Required tasks:
1 – Summarize the passage on women artists' share of the auction market in two sentences.
2 – Answer these questions from the passage on women artists' share of the auction market:
(a) How many of the 100 top-grossing artists in the sales were women?
(b) What was the collective sales total for women artists' work?
(c) How much did Jean-Michel Basquiat bring in, and from how many lots?
3 – Extend the passage on women artists' share of the auction market past its final sentence.

Document section:
□ □ □

An analysis of data across 14 modern and contemporary art sales that took place at the three major houses—Christie’s, Sotheby’s, and Phillips—between New York, London, and Paris from April through July shows the dynamics between male and female artists remains largely unbalanced. Male artists maintained the largest market share in those auctions. Of the 100 top-grossing artists sold in the day and evening sales, 14 were women. Overall, out of the 800 artists represented in these series of sales, 141 of those were women. That means women artists made up 14 percent of the upper end of the market, but 17.6 percent of the broader market. Those positive signs were blunted by the fact that women artists’ work accounts for just 8 percent of the $1.8 billion in total sales, generating a collective $138.6 million.
A deeper look into the market share data shows that Abstract Expressionist Joan Mitchell, who is the subject of a widely anticipated retrospective that opens at the Baltimore Museum of Art this month, dominates among women artists. She is among the only women artist whose auction turnover rivals her male compatriots. But her sale totals are a far cry from the market leaders like Pablo Picasso and Jean-Michel Basquiat, who brought in $187 million from 25 lots and $171 million from 12 lots, respectively, in the same sales. This season, Mitchell’s total turnover was $33.5 million, made across 7 lots offered across evening and day sales.

□ □ □

Information provided:
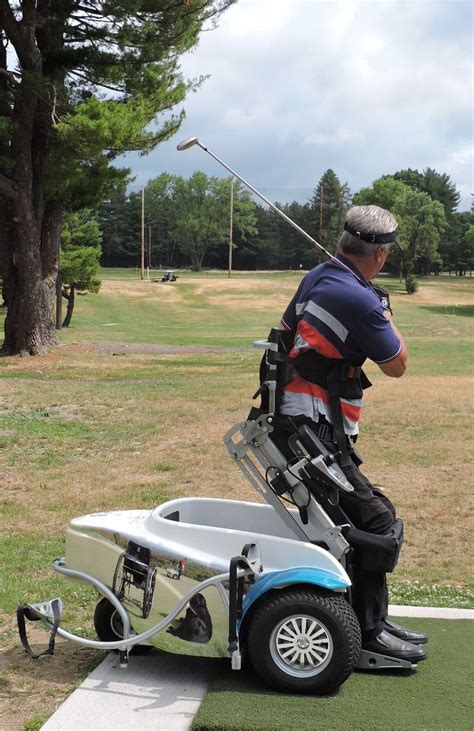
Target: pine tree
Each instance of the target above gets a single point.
(87, 81)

□ □ □

Answer list:
1 – An analysis of 14 modern and contemporary art sales at Christie's, Sotheby's, and Phillips from April through July found that women made up 14 of the top 100 artists and 141 of the 800 artists offered, yet their work accounted for only 8 percent of the $1.8 billion in total sales. Joan Mitchell led women artists with $33.5 million from 7 lots, a total far below market leaders Pablo Picasso and Jean-Michel Basquiat.

2 –
(a) 14
(b) $138.6 million
(c) $171 million from 12 lots

3 –
Among all artists whose works sold between those sales from April to July, Mitchell had the 13th highest market share, meaning work by 12 male artists outranked hers in terms of total sale volume. (The next woman, at rank 44, is Vija Celmins with a total turnover of $7.7 million across 1 lot.) All but one of Mitchell’s works sold at hammer prices within their estimates. The most expensive was an untitled diptych oil on canvas from 1977 depicting one of Mitchell’s recurring motifs—the Linden tree at her Vétheuil estate in the South of France. Paintings that depict the tree are among her most valuable. This one hammered for $10.5 million ($12.4 with premium), just above the low estimate of $10 million. The most expensive lot this season was Picasso’s Femme assise près d’une fenêtre (Marie-Thérèse), from 1932, which hammered for $90 million ($103 million with premium).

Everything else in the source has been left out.